* **Provided passage**
--- --- ---

Common misconceptions
- "mCPBA epoxidizes" so it can't BV. Both reactions happen — selectivity depends on relative rates. For substrates with both a ketone and an alkene, the alkene usually wins (epoxidation is faster), so a chemoselective BV requires either no alkenes, electron-poor alkenes, or a substrate where steric/electronic factors favor the carbonyl.
- Methyl groups can migrate if they're the only option. Acetone with mCPBA gives only methyl acetate after long reaction times — methyl can migrate, but the rate is so low that competing peroxide decomposition often dominates. Methyl migration is the slowest in the aptitude scale and rarely useful synthetically.
- The peroxy acid attacks the carbonyl oxygen. No — the terminal oxygen of the peroxy acid (the OH side, deprotonated to OO⁻) attacks the carbonyl carbon. The original carbonyl oxygen ends up as the ester C=O oxygen of the product, while the inserted oxygen is the new alkyl-O-C(=O) ether-type oxygen.
- Migration is anionic. No — the migrating group develops partial positive charge in the transition state, which is why aptitude tracks cation stability (3° > 2° > 1° > Me). If migration were anionic, methyl would be best (small + good orbital overlap), but it is the worst.

--- --- ---

* **Extracted data**
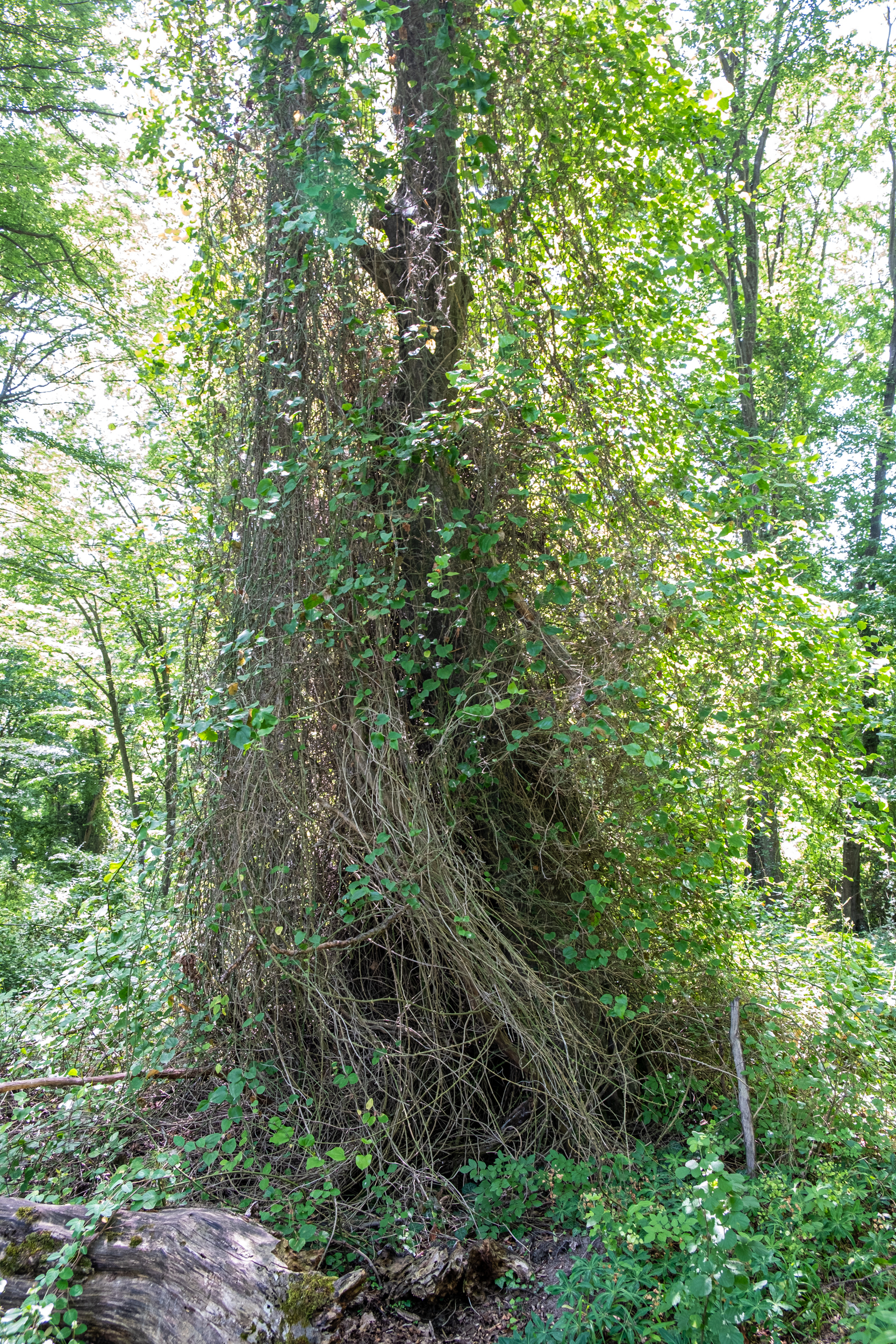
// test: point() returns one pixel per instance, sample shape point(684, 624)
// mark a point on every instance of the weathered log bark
point(197, 1276)
point(200, 1276)
point(467, 1269)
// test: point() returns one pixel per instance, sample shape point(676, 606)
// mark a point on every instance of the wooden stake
point(743, 1092)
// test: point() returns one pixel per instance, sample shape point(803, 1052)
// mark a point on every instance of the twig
point(237, 964)
point(68, 1081)
point(743, 1092)
point(338, 942)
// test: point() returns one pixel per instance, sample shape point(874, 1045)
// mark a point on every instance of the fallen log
point(197, 1276)
point(465, 1269)
point(202, 1276)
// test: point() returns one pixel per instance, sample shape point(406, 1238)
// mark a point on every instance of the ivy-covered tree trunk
point(391, 866)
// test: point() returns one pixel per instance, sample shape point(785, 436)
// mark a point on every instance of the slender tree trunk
point(851, 883)
point(95, 624)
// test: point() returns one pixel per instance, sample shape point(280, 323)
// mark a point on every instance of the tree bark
point(743, 1090)
point(420, 270)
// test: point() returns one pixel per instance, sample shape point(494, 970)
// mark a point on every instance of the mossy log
point(197, 1276)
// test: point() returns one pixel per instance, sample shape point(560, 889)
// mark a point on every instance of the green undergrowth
point(687, 1249)
point(684, 1248)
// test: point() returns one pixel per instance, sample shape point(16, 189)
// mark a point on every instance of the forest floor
point(374, 1320)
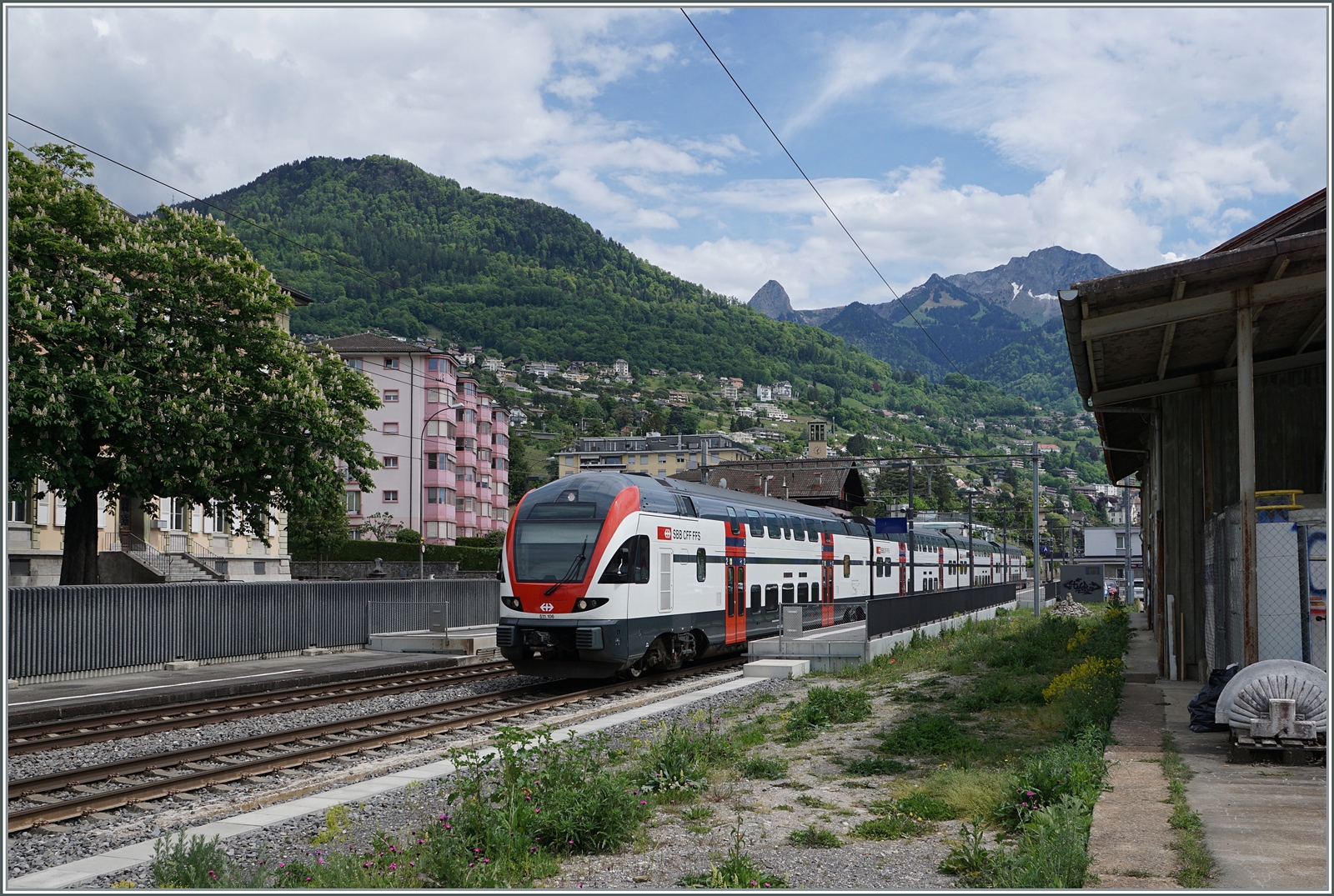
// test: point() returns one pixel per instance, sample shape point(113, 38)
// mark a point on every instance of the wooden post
point(1246, 473)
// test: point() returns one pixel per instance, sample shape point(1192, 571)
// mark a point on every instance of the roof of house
point(375, 343)
point(1171, 328)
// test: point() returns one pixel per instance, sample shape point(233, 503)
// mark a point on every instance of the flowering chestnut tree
point(148, 358)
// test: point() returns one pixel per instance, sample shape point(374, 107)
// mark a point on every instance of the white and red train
point(606, 573)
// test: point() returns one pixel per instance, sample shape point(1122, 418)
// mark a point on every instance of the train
point(610, 573)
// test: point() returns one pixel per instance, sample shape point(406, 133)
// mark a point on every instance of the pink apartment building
point(444, 443)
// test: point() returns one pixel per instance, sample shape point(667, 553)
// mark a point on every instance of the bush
point(680, 758)
point(814, 838)
point(469, 559)
point(893, 827)
point(877, 766)
point(766, 768)
point(929, 733)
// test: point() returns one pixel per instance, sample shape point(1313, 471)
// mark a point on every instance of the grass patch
point(1197, 863)
point(930, 733)
point(737, 871)
point(877, 766)
point(764, 768)
point(824, 707)
point(893, 827)
point(814, 838)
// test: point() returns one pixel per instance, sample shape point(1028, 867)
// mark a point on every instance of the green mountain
point(533, 282)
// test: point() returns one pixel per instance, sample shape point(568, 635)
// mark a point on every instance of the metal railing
point(138, 548)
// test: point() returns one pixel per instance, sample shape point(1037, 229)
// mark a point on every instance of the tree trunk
point(79, 566)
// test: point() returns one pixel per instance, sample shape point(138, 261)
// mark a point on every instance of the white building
point(540, 368)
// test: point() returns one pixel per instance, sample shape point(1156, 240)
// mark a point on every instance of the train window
point(630, 563)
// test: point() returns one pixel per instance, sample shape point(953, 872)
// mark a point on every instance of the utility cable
point(811, 184)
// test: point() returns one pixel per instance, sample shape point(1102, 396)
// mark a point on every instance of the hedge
point(469, 559)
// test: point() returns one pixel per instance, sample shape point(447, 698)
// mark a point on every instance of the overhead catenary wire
point(811, 184)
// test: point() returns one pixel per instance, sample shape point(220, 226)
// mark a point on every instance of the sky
point(946, 140)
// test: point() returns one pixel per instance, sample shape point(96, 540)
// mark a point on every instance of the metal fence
point(887, 615)
point(78, 628)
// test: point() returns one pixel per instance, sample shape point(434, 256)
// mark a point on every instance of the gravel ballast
point(671, 844)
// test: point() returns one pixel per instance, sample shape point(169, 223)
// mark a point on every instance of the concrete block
point(777, 668)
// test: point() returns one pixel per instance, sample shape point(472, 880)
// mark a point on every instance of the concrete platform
point(777, 668)
point(474, 640)
point(50, 700)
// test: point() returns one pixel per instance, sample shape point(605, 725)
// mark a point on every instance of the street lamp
point(424, 423)
point(970, 493)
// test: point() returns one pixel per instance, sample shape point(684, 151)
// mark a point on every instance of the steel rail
point(199, 778)
point(91, 729)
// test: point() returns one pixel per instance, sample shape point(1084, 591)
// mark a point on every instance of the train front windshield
point(555, 542)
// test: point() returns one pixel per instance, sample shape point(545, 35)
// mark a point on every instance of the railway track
point(99, 788)
point(91, 729)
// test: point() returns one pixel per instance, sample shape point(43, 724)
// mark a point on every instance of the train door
point(664, 583)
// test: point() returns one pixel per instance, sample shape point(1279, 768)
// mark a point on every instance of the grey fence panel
point(59, 629)
point(886, 615)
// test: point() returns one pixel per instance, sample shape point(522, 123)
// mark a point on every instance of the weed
point(338, 826)
point(814, 838)
point(738, 871)
point(766, 768)
point(877, 766)
point(1197, 862)
point(824, 707)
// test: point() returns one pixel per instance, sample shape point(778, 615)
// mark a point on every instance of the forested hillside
point(533, 282)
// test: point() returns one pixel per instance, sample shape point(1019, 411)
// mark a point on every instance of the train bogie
point(609, 573)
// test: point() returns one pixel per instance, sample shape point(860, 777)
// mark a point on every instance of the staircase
point(184, 566)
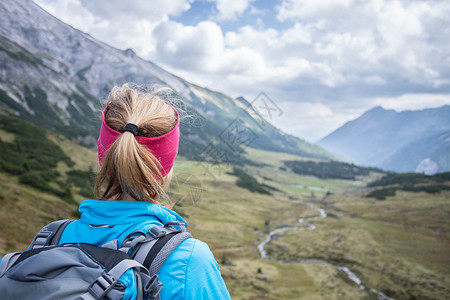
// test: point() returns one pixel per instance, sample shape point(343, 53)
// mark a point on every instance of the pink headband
point(164, 147)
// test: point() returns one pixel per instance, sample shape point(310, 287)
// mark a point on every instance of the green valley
point(397, 246)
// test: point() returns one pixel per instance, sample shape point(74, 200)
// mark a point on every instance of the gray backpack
point(87, 272)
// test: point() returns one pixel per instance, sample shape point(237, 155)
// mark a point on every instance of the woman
point(137, 146)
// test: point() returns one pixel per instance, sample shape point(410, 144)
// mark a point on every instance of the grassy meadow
point(399, 246)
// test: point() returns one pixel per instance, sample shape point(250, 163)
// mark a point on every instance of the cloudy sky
point(323, 62)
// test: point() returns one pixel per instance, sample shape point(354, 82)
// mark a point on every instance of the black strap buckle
point(153, 287)
point(102, 285)
point(41, 239)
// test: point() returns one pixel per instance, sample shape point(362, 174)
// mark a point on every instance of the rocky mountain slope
point(57, 77)
point(405, 141)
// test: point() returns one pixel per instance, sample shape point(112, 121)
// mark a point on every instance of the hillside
point(323, 238)
point(59, 77)
point(395, 141)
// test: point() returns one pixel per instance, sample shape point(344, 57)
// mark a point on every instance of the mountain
point(54, 75)
point(405, 141)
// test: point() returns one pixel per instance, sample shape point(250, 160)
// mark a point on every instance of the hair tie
point(131, 128)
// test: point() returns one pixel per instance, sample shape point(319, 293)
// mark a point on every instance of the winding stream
point(308, 226)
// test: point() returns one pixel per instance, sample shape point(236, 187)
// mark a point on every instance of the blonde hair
point(129, 169)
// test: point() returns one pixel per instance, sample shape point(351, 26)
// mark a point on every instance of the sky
point(323, 62)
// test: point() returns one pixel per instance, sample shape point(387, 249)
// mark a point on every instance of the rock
point(263, 278)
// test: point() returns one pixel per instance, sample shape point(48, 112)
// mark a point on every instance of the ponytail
point(128, 168)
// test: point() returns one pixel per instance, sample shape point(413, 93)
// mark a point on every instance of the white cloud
point(413, 101)
point(299, 119)
point(123, 24)
point(350, 55)
point(231, 9)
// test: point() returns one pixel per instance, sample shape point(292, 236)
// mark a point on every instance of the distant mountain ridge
point(54, 76)
point(406, 141)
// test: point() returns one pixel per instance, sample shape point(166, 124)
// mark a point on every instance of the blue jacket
point(190, 272)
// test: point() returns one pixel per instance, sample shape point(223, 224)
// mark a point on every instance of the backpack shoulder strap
point(160, 243)
point(50, 234)
point(162, 250)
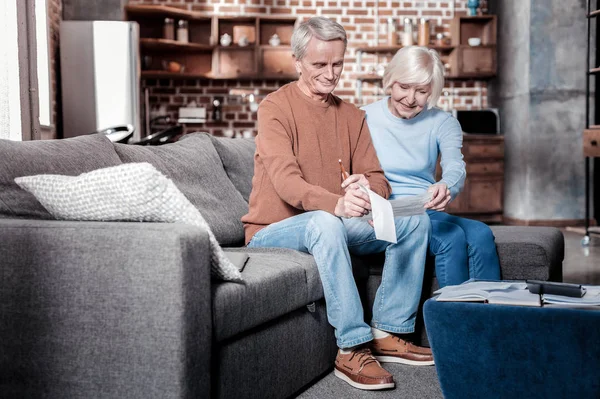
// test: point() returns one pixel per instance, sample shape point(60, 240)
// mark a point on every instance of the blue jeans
point(331, 240)
point(463, 248)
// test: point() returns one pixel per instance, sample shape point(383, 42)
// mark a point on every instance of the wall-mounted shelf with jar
point(176, 43)
point(466, 59)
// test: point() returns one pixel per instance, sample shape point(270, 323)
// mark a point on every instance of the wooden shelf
point(162, 11)
point(172, 45)
point(234, 47)
point(280, 47)
point(173, 75)
point(393, 49)
point(367, 77)
point(177, 75)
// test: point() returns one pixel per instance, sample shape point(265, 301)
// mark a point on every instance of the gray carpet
point(411, 382)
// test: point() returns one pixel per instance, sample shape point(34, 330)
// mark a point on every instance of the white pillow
point(128, 192)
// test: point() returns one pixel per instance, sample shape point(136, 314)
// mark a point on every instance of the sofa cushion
point(237, 156)
point(131, 192)
point(194, 166)
point(71, 157)
point(276, 282)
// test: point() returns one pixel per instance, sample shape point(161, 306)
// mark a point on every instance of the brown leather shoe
point(360, 369)
point(393, 349)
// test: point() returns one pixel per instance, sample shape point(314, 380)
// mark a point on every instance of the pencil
point(344, 173)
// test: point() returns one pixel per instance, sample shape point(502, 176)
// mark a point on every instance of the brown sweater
point(296, 165)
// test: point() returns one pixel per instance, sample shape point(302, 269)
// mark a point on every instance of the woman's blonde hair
point(416, 65)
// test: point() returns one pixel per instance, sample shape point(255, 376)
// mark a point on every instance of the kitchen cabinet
point(463, 61)
point(482, 195)
point(250, 54)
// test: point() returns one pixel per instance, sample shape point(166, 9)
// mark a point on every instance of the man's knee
point(324, 224)
point(420, 224)
point(482, 235)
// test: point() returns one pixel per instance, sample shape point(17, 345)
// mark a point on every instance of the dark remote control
point(550, 287)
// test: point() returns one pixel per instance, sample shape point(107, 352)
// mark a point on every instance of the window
point(43, 65)
point(10, 103)
point(24, 69)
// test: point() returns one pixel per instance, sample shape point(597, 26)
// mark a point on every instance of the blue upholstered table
point(499, 351)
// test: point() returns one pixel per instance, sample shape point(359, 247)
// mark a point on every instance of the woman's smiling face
point(407, 100)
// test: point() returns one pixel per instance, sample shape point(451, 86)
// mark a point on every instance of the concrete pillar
point(94, 10)
point(540, 91)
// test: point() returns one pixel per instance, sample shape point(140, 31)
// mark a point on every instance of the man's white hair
point(320, 27)
point(416, 65)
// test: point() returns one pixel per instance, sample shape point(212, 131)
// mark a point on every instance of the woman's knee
point(449, 236)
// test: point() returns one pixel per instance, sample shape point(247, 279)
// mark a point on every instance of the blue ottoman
point(497, 351)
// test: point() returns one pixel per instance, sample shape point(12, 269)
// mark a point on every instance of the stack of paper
point(495, 292)
point(407, 206)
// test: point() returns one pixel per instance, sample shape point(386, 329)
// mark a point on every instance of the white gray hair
point(416, 65)
point(320, 27)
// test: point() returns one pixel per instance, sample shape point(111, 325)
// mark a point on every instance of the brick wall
point(357, 17)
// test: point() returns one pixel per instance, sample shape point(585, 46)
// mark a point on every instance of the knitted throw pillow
point(128, 192)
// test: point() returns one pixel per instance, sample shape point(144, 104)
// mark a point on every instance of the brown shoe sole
point(367, 387)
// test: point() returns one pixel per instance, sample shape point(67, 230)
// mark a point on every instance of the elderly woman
point(408, 134)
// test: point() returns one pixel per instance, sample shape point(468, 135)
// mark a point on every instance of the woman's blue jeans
point(331, 240)
point(463, 248)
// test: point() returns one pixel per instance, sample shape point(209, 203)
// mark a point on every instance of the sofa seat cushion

--- --- ---

* **Problems to solve**
1) Translate this sentence from the text on common misconceptions into Spanish: "Methyl migration is the slowest in the aptitude scale and rarely useful synthetically."
2) Answer these from the text on common misconceptions:
(a) In a substrate with both a ketone and an alkene, which group usually reacts first with mCPBA?
(b) What does acetone give with mCPBA after long reaction times?
(c) Which atom does the terminal oxygen of the peroxy acid attack?

* **Responses**
1) La migración de metilo es la más lenta en la escala de aptitud y rara vez es útil en síntesis.

2)
(a) The alkene.
(b) Methyl acetate.
(c) The carbonyl carbon.